Extracted data entries
- Opening Delimiter -

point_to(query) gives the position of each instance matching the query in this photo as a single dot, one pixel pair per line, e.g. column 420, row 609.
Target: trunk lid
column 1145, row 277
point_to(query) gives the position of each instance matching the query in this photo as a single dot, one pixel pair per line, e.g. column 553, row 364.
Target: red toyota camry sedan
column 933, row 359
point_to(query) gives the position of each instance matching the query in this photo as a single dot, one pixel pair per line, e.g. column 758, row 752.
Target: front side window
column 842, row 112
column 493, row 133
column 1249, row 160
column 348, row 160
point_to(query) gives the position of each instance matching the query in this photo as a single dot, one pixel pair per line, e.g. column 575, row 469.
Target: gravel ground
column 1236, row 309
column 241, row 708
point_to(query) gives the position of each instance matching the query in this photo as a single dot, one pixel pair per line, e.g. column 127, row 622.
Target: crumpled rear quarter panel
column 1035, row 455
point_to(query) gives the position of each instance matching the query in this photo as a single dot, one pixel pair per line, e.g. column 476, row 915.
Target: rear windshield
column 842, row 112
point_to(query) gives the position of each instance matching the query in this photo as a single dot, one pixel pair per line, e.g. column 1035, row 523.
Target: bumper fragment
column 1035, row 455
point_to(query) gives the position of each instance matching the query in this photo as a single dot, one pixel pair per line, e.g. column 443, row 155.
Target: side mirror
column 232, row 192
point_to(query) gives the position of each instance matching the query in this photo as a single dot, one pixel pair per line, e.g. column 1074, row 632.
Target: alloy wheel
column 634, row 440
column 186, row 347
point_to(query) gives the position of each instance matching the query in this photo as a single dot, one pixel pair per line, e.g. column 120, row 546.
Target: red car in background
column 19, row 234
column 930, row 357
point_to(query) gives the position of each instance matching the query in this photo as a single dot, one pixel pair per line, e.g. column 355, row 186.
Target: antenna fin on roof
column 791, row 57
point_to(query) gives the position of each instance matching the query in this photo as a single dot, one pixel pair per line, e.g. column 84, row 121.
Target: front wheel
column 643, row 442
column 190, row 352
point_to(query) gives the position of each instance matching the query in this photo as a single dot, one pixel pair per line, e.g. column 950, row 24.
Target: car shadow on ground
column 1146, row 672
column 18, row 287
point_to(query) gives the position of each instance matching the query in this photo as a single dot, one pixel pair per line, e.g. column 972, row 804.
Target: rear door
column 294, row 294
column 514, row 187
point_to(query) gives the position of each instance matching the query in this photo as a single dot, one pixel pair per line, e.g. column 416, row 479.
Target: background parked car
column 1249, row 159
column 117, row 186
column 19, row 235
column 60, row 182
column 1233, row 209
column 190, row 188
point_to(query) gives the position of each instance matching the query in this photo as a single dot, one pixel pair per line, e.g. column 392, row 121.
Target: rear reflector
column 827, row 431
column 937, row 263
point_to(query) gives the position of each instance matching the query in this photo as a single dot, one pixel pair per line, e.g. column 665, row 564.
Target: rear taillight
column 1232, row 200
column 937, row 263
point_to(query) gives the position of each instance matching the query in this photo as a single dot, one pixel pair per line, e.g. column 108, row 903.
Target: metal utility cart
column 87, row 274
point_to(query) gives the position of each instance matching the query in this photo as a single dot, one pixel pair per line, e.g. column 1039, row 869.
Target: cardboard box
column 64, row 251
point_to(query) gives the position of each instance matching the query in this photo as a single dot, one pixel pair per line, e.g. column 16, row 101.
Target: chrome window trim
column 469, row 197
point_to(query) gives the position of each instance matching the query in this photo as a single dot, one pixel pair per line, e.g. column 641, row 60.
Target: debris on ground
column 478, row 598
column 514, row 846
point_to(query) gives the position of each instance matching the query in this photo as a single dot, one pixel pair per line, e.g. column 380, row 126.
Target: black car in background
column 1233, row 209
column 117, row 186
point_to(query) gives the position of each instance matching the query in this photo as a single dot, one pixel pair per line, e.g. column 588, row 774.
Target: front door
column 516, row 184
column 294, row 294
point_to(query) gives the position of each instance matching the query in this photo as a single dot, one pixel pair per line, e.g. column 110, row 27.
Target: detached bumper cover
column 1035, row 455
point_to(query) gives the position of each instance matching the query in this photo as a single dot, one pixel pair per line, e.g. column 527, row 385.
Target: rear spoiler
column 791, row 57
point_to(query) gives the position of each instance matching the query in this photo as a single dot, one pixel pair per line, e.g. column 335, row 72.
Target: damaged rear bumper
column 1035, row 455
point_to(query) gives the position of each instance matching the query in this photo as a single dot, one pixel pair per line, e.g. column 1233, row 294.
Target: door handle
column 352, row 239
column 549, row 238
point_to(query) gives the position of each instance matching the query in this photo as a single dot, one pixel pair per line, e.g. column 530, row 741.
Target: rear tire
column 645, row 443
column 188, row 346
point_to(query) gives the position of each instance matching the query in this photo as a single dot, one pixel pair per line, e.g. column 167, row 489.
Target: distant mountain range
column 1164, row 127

- Closing Delimiter -

EXERCISE GOAL
Please transcribe only the lines in the records above running from the line that has "Target: red toyota camry sedan" through the line that has "443, row 155.", both included, exactly as they appear.

SOLUTION TO THIS EXERCISE
Target: red toyota camry sedan
column 933, row 359
point_to(query) gives the position of each instance matching the query in this photo as a single dot, one pixel pair per line, e.g. column 758, row 752.
Target: front side window
column 842, row 112
column 493, row 133
column 1249, row 160
column 348, row 160
point_to(query) gives the position of each instance matching the query in this photo as a single dot, one pixel pair per line, e.g. column 575, row 469.
Target: gravel ground
column 1236, row 309
column 241, row 708
point_to(query) gives the position of each instance matching the query in this photo as a single dot, one pixel pair per line, e.g. column 127, row 622.
Target: crumpled rear quarter panel
column 1035, row 455
point_to(query) gives the position of each instance matching the query in this photo as a single dot, one pixel pair per line, e.g. column 476, row 915.
Target: rear windshield
column 842, row 112
point_to(query) gives the position of each instance matching the query in this photo as a single dot, one pixel pair per line, e.g. column 1035, row 523.
Target: bumper fragment
column 1035, row 455
point_to(query) gives the position of each instance matching the query in this photo as a single dot, one pixel pair per line, e.g. column 443, row 155.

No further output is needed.